[Stated goal]: Reproduce the stretch of the listing below from the line containing "Acting as a detector, search for sandy path." through the line containing "[363,780,448,923]", substituting "wooden fence post" for "wooden railing post" and leaving everything else unchanged.

[Available data]:
┄┄┄┄┄┄┄┄┄┄┄┄┄┄┄┄┄┄┄┄
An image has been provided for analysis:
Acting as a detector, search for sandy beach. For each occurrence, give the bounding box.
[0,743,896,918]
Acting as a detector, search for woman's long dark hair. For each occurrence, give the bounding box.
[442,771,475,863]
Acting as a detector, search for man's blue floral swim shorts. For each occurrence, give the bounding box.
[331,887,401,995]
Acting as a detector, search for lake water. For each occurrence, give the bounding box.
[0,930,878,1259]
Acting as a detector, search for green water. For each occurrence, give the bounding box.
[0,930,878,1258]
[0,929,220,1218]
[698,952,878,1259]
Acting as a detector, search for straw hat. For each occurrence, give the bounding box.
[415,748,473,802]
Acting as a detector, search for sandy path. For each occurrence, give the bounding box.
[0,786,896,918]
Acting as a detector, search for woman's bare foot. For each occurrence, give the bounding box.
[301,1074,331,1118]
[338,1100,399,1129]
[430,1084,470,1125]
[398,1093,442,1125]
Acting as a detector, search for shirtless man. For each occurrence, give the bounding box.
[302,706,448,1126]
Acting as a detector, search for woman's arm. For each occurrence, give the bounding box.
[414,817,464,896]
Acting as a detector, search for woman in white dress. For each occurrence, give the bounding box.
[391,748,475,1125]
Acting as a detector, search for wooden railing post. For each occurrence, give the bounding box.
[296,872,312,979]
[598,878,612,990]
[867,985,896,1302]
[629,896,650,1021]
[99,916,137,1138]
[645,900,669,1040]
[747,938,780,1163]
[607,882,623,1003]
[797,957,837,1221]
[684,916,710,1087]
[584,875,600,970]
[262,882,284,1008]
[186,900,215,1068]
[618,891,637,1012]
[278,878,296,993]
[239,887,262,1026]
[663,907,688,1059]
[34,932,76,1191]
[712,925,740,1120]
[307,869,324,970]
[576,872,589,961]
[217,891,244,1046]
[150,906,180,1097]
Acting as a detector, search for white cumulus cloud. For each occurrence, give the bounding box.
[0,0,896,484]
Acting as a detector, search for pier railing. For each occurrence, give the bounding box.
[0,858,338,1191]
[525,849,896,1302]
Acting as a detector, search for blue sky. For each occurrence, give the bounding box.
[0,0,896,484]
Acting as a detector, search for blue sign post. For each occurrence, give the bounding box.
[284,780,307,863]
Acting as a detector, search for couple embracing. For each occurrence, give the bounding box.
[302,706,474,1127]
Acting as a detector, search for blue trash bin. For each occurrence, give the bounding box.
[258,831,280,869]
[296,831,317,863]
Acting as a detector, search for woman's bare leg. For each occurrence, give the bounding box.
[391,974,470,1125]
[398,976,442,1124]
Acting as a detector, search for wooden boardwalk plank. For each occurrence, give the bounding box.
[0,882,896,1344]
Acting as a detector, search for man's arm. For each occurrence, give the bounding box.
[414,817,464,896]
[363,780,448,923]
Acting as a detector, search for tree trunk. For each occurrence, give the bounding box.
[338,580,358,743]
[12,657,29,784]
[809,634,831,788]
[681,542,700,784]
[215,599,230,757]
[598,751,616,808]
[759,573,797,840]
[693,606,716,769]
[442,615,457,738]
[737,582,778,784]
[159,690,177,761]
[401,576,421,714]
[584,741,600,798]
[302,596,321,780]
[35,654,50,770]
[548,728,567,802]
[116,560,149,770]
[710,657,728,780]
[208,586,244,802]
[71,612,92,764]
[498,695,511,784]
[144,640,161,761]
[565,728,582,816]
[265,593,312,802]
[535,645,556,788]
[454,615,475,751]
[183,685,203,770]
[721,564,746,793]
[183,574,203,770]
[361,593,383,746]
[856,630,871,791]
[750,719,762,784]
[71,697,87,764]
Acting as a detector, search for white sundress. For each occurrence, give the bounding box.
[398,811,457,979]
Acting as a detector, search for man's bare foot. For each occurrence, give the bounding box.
┄┄┄┄┄┄┄┄┄┄┄┄┄┄┄┄┄┄┄┄
[The output]:
Acting as a detector, search for sandy path. For each occurrence, give the bounding box.
[0,786,896,918]
Acting as a detector, search for woman's bare foot. For each occurrence, give the bounding box.
[301,1074,331,1118]
[338,1100,399,1129]
[430,1084,470,1125]
[398,1093,442,1125]
Acting as a detector, search for shirtless man. For each occurrence, give the bounding box.
[302,706,448,1126]
Acting as a detector, search for woman's arm. For each occurrence, give the bounding box.
[414,817,464,896]
Acting as a detector, search for woman in white dress. For each occurrence, give the bounding box.
[391,748,475,1125]
Acting as a detector, search for wooden fence post. For each occurrence, give the bounding box.
[296,872,312,979]
[598,878,612,990]
[867,985,896,1302]
[629,896,650,1021]
[99,916,137,1138]
[645,900,669,1040]
[747,938,780,1163]
[607,882,623,1003]
[797,957,837,1221]
[684,916,710,1087]
[584,875,600,970]
[262,882,284,1008]
[186,900,215,1068]
[618,891,637,1012]
[278,878,296,993]
[239,887,262,1026]
[663,907,688,1059]
[34,932,76,1191]
[712,925,740,1120]
[307,869,324,970]
[576,872,589,961]
[217,891,244,1046]
[150,906,180,1097]
Acting as a detector, search for white cumulus cloud. For each occurrence, give the bounding box.
[0,0,896,484]
Acting as a detector, search for pier railing. For each occurrence, give the bounding box.
[0,858,338,1191]
[525,849,896,1302]
Acting as a detector, search for blue sky. For each occurrence, give the bounding box.
[0,0,896,484]
Acting as a detector, search for blue sign post. For each occurrence, give the bounding box.
[284,780,307,863]
Acting as a detector, search for couple embracing. For each occurrence, give the bounding box.
[302,706,474,1127]
Acting as a detector, search for blue trash bin. For each occurrence, give the bounding box.
[258,831,280,869]
[296,831,317,863]
Acting as a detector, search for woman's bare leg. For each occurrence, give the bounding box.
[391,974,470,1125]
[398,976,442,1124]
Acting as a detector, search for wooden boardwalk plank. For each occurrence, give the bounding box.
[0,882,896,1344]
Acting as a detector, search for man's arm. For each occurrence, give the bounding box.
[414,817,464,896]
[363,780,448,923]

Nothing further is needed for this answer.